• [Passage shown]:
[Start of Attachment]

If the Adviser or Trustees neglect or refuse to exhibit, produce or mail a copy of the Shareholder List as requested, the Adviser and the Trustees shall be liable to any Shareholder requesting the list for the costs, including attorneys’ fees, incurred by that Shareholder for compelling the production of the Shareholder List, and for actual damages suffered by any Shareholder by reason of such refusal or neglect. It shall be a defense that the actual purpose and reason for the requests for inspection or for a copy of the Shareholder List is to secure such list of Shareholders or other information for the purpose of selling such list or copies thereof, or of using the same for a commercial purpose other than in the interest of the applicant as a Shareholder relative to the affairs of the Company. The Company may require the Shareholder requesting the Shareholder List to represent that the list is not requested for a commercial purpose unrelated to the Shareholder’s interest in the Company. The remedies provided hereunder to Shareholders requesting copies of the Shareholder List are in addition, to and shall not in any way limit, other remedies available to Shareholders under federal law, or the laws of any state.

Section 11.4

Shareholder Reports.

(a)

[End of Attachment]

• [Collected material]:
[Start of Attachment]

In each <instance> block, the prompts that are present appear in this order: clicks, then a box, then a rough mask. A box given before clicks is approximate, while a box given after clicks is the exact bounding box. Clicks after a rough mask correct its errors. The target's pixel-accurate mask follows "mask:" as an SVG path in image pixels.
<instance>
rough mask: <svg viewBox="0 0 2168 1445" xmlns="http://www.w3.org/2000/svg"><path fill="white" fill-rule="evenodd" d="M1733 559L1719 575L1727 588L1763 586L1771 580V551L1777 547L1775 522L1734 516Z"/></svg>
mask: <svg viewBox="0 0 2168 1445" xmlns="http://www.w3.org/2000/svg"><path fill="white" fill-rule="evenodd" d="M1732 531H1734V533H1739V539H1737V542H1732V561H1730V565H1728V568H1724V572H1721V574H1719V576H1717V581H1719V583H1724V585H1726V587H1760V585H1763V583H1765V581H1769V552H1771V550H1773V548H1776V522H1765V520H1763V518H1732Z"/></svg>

[End of Attachment]

• [Exercise directions]:
Can you copy the shareholder list passage in full, word for word? The listing is unrelated to the shareholder list passage.

• [Response for this exercise]:
If the Adviser or Trustees neglect or refuse to exhibit, produce or mail a copy of the Shareholder List as requested, the Adviser and the Trustees shall be liable to any Shareholder requesting the list for the costs, including attorneys’ fees, incurred by that Shareholder for compelling the production of the Shareholder List, and for actual damages suffered by any Shareholder by reason of such refusal or neglect. It shall be a defense that the actual purpose and reason for the requests for inspection or for a copy of the Shareholder List is to secure such list of Shareholders or other information for the purpose of selling such list or copies thereof, or of using the same for a commercial purpose other than in the interest of the applicant as a Shareholder relative to the affairs of the Company. The Company may require the Shareholder requesting the Shareholder List to represent that the list is not requested for a commercial purpose unrelated to the Shareholder’s interest in the Company. The remedies provided hereunder to Shareholders requesting copies of the Shareholder List are in addition, to and shall not in any way limit, other remedies available to Shareholders under federal law, or the laws of any state.

Section 11.4

Shareholder Reports.

(a)